→ What to work on: Return every line below that contains the string "tree". Case counts.

[Begin]

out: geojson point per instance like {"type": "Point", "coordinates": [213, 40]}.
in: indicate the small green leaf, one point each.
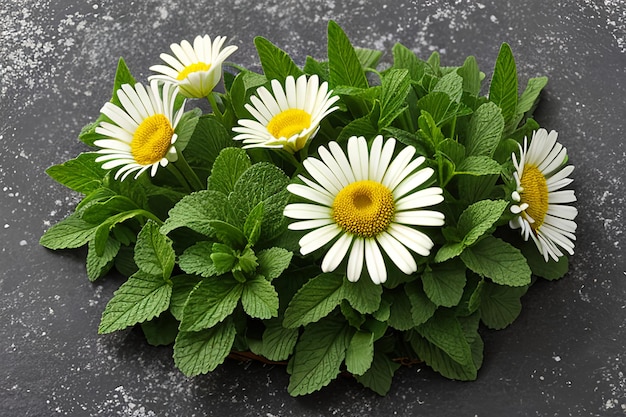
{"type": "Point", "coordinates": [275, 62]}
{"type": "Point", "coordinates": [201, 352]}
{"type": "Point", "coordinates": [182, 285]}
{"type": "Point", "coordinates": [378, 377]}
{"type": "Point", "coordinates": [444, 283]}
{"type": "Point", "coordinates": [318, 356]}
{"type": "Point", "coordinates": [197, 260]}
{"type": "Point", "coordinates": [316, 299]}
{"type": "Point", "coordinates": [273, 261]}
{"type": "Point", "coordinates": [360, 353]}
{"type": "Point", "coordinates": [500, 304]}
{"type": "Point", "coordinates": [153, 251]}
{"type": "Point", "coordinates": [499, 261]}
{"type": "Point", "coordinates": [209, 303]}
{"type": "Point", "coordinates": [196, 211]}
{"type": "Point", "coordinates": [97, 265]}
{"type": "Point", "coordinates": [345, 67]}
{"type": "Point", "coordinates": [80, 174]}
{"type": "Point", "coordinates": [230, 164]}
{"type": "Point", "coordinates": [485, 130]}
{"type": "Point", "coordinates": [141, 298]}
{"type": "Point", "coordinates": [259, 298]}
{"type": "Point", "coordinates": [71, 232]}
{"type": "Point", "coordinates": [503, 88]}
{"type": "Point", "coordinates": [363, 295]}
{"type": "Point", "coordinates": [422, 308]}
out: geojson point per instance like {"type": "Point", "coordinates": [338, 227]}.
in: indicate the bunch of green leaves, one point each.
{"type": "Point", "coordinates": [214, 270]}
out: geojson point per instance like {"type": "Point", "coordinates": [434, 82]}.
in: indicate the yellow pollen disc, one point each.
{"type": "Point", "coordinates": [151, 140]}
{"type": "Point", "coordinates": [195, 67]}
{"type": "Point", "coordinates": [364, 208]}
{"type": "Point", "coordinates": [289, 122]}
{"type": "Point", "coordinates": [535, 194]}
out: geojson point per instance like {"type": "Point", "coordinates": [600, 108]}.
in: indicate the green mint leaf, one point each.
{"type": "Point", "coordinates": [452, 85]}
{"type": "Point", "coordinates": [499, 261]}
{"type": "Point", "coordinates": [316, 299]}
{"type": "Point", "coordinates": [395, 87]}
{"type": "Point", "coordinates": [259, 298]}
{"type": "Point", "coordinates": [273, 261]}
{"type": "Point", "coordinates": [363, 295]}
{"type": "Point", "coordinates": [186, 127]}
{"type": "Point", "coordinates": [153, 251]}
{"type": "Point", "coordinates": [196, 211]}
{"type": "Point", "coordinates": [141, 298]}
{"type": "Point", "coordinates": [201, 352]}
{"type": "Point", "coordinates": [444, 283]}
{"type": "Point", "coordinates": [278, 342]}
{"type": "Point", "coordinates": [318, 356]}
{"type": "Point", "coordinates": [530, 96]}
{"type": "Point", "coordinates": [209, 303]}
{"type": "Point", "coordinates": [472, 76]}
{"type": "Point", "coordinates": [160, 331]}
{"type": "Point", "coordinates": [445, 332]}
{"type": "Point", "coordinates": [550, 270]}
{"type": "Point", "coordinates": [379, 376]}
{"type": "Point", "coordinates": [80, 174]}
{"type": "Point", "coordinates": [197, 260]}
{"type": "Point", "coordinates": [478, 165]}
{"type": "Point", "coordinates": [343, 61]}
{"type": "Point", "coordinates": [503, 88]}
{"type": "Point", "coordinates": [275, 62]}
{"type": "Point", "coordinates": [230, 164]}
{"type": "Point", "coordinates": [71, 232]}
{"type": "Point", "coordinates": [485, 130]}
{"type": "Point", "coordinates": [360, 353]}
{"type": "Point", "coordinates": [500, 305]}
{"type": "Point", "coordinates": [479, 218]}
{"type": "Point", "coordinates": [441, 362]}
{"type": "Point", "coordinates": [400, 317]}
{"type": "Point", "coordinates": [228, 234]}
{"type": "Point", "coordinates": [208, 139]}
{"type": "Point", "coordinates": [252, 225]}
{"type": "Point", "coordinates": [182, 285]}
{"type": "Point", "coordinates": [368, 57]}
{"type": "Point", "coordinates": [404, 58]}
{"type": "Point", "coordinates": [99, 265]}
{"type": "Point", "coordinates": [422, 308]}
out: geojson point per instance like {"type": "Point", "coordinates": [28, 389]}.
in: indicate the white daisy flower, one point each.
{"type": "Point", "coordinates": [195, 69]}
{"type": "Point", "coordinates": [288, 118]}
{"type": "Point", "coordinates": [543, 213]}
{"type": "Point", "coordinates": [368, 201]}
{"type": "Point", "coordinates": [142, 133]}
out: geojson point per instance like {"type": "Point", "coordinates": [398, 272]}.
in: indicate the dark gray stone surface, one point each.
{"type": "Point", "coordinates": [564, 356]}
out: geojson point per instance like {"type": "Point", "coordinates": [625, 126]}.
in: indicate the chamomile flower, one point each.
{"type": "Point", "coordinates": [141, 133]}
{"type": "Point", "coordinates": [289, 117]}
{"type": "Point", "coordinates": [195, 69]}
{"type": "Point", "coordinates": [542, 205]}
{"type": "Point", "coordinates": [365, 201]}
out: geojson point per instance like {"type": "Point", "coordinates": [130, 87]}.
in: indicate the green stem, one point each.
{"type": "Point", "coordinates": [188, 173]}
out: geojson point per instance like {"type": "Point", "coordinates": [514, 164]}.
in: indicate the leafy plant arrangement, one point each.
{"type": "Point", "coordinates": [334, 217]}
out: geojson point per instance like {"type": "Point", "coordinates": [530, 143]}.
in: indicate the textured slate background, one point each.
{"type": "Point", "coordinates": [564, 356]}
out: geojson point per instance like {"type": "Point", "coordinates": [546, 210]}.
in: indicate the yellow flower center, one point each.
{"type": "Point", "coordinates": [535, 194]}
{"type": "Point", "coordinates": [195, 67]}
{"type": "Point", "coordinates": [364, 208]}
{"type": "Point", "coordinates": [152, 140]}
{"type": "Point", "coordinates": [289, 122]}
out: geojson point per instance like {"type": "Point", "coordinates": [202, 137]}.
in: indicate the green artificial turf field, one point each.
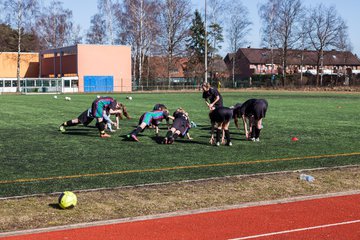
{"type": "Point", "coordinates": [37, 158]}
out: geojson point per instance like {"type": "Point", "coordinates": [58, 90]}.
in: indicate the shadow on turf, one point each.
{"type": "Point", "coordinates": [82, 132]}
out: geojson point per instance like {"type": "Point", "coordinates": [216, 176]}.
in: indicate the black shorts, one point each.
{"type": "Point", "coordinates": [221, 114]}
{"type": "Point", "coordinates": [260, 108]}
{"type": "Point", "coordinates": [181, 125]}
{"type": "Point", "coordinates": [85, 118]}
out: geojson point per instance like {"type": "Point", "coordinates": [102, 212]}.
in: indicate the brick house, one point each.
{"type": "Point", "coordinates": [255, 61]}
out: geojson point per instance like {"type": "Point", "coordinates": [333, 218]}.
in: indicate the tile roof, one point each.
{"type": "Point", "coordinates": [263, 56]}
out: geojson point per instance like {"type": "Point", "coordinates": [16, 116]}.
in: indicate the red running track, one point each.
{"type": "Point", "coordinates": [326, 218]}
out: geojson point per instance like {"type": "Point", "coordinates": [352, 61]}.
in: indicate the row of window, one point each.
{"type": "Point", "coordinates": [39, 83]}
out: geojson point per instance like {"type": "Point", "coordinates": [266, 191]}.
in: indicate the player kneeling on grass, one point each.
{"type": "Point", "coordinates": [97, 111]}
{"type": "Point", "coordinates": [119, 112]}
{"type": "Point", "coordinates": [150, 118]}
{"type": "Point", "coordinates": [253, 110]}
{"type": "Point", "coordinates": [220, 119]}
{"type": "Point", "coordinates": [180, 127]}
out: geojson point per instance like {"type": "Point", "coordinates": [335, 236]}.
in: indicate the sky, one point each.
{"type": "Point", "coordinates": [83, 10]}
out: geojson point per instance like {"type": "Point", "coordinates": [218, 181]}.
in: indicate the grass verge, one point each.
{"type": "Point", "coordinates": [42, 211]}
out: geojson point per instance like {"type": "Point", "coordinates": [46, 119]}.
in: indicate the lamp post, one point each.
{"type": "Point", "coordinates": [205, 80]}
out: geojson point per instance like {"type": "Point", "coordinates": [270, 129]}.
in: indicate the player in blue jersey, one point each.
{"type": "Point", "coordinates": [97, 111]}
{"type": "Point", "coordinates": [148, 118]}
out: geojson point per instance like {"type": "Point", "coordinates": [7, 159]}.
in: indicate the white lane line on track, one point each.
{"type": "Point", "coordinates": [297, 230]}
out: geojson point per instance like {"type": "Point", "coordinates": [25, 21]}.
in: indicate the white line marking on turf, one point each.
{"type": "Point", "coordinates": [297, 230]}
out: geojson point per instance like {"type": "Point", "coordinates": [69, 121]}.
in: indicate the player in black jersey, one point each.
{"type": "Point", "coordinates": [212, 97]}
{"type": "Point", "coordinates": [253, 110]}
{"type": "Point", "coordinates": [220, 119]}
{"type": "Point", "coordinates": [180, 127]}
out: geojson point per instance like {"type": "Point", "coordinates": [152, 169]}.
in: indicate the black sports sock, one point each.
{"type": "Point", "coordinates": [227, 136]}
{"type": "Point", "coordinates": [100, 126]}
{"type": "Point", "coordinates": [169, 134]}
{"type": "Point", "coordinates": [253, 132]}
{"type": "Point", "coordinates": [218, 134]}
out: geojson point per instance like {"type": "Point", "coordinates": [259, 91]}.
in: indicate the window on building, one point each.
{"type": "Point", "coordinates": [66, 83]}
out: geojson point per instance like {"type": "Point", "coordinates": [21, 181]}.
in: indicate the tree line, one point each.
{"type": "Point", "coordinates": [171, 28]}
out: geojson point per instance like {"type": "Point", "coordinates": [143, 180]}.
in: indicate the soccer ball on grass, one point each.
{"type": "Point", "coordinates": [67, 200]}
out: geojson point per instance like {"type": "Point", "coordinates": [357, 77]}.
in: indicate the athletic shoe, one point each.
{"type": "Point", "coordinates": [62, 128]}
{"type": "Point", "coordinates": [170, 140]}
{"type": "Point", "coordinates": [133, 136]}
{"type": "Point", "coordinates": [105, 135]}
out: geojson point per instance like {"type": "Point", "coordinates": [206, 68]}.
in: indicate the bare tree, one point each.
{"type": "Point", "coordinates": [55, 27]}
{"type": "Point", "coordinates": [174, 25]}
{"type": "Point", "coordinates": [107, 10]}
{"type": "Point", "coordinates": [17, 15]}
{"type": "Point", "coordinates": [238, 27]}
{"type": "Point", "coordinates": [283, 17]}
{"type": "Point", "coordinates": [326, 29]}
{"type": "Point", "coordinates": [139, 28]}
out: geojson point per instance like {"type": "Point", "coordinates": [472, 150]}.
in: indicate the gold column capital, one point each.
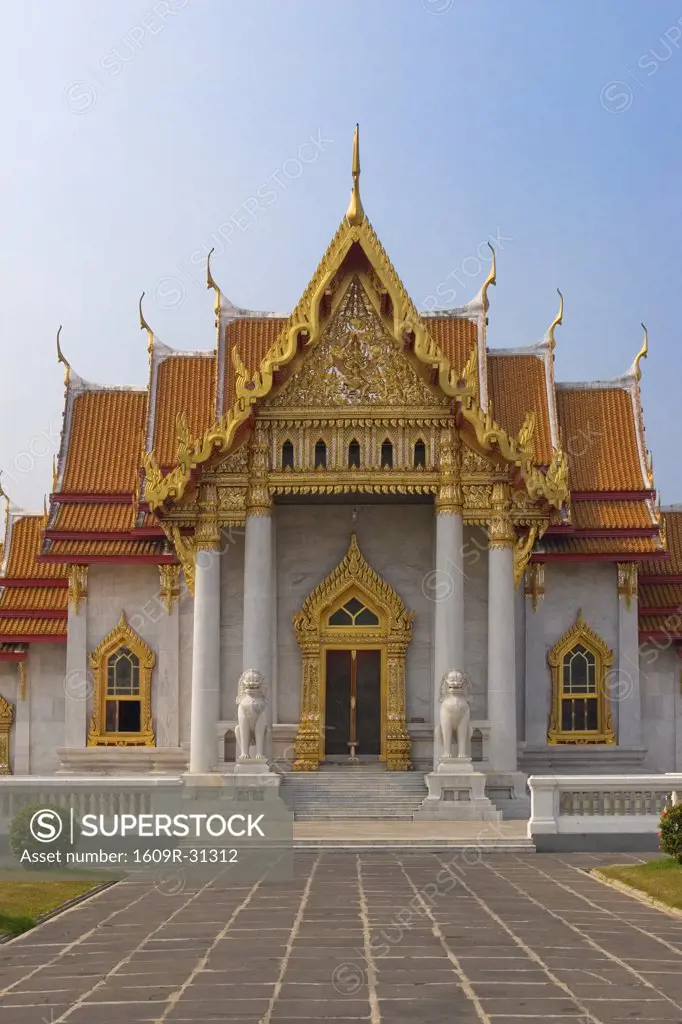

[End]

→ Exercise response:
in: indicate the tree line, one point each.
in: indicate the bare tree, one point each.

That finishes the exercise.